Page excerpt –
--- START ---

I hate when some asshole writes "midnite" or "greatful".
 
 
Sax
14:05 / 26.03.03
Have to put my hand up and be counted as an apostrophe fascist, I'm afraid.

And a friend of mine had to suffer weeks of humiliation from me after writing about "social piranhas".
 
 
William Sack
14:08 / 26.03.03
I have heard apostrophe misuse termed Grocer's Apostrophe (or possibly Grocers' Apostrope). As in "Apple's 50p a lb."
 
 
Whisky Priestess
14:13 / 26.03.03
"Social piranhas" is OK isn't it? Did they put an apostrophe in there?
 
 
ONLY NICE THINGS
14:14 / 26.03.03
She meant "pariahs", presumably, Whisks.
 
 
Sax
14:20 / 26.03.03
She did indeed. It went past a newsdesk, a sub and a deputy editor and made it into the newspaper, and was pointed out only when I rolled on the floor laughing. Very popular, I was.
 
 
8===>Q: alyn
14:20 / 26.03.03
In the same line with apostraphes, I think, is quotation marks used for emphasis: EVERYTHING "MUST" GO!

And aren't there cases where apostraphes "do" (heh heh) make for plurals? 1990's, for instance? And with abbreviations?
 
 
Jack Fear
14:22 / 26.03.03
So many peeves, so little time...

Straightjacket.
Definate.
Iraqui.
Sacreligious.
Differance.
Etcetera.
Yeh or Yah when you mean "Yeah."
Alright.

My eyes hurt from looking at these, and my fingers hurt from typing them. Make it stop, Mummy.
 
 
Sax
14:24 / 26.03.03
I don't think 1990's should actually have an apostrophe at all. Why not 1990s?

Apostrophes in abbreviations are to indicate that a letter or two have been omitted.
 
 
Jack Fear
14:24 / 26.03.03
Qalyn: it's "apostrophe."

And I always write "1990s," no apostrophe.

--- END ---

Set of tasks –
1. In the forum thread about spelling peeves, rewrite the passage from "ONLY NICE THINGS" to "popular, I was.", substituting "managing editor" for "deputy editor".
2. Answer these questions using the forum thread about spelling peeves:
(a) What phrase did Sax's friend write when she meant "pariahs"?
(b) What example does William Sack give of the Grocer's Apostrophe?
(c) How does Jack Fear say he always writes the decade?
3. Extend the forum thread about spelling peeves beyond its last post.

[Collection entries]
--- START ---

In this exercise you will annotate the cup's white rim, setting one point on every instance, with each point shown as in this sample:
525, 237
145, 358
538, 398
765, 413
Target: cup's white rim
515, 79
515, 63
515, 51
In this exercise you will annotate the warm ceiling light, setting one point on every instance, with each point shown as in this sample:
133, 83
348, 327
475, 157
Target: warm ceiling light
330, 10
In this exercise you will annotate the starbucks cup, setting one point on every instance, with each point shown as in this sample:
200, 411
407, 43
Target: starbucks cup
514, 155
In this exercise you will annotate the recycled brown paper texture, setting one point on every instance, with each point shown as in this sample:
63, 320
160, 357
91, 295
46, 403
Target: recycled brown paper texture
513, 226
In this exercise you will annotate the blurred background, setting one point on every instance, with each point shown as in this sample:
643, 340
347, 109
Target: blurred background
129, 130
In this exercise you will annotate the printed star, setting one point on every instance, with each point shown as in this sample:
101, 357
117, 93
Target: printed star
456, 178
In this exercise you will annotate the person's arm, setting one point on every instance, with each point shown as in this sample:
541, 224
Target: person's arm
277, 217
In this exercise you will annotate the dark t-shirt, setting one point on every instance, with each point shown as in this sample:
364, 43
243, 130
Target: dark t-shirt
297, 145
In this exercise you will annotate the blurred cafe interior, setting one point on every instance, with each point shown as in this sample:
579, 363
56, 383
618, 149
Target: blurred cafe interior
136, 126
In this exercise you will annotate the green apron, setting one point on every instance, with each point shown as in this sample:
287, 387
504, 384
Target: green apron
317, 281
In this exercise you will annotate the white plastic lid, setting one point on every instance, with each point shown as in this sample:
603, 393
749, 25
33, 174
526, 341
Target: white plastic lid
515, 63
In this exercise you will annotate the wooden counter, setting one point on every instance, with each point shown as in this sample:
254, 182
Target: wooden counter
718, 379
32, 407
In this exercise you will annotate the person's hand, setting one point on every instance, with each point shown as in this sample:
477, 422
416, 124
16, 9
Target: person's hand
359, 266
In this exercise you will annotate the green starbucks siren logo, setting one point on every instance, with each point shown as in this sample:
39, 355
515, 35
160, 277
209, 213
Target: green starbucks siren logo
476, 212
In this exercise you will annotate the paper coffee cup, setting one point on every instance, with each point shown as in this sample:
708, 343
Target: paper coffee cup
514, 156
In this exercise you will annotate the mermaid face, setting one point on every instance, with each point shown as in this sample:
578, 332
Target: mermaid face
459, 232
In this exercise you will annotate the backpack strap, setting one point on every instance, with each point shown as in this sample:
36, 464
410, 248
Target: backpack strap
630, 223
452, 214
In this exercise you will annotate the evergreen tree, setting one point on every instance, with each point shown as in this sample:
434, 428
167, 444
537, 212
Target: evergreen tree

--- END ---

Answer set –
1.
ONLY NICE THINGS
14:14 / 26.03.03
She meant "pariahs", presumably, Whisks.
 
 
Sax
14:20 / 26.03.03
She did indeed. It went past a newsdesk, a sub and a managing editor and made it into the newspaper, and was pointed out only when I rolled on the floor laughing. Very popular, I was.

2.
(a) "Social piranhas"
(b) "Apple's 50p a lb."
(c) "1990s," with no apostrophe

3.
Sax
14:26 / 26.03.03
Jack - "Yeh" bugs me as well, but it's a fairly well-established regional usage in the North of England, popularised, I think, by the Northern Soul scene. Still grates, though.

Oh, hang on, I'm thinking of "Okeh" for okay, which is what gets my nipper.

Come to think of it, I don't like OK for okay either.
 
 
Jack Fear
14:32 / 26.03.03
"Okeh" cames from the spurious idea that the word comes from the Choctaw Indian language. President Wilson subscribed to the Choctaw theory, and always spelled the word thus. (There's also a record label called Okeh, which specializes in country blues recordings.)

And I have no problem with "yeh" when it's used in dialogue—that's an accurate dialectical rendering. (So is "yah," if the dialogue in question is the screenplay to Fargo.) But for general usage, it grates: how, how, how could Paul Weller spell it "Yeh" in the title when he's clearly singing "Yeah"?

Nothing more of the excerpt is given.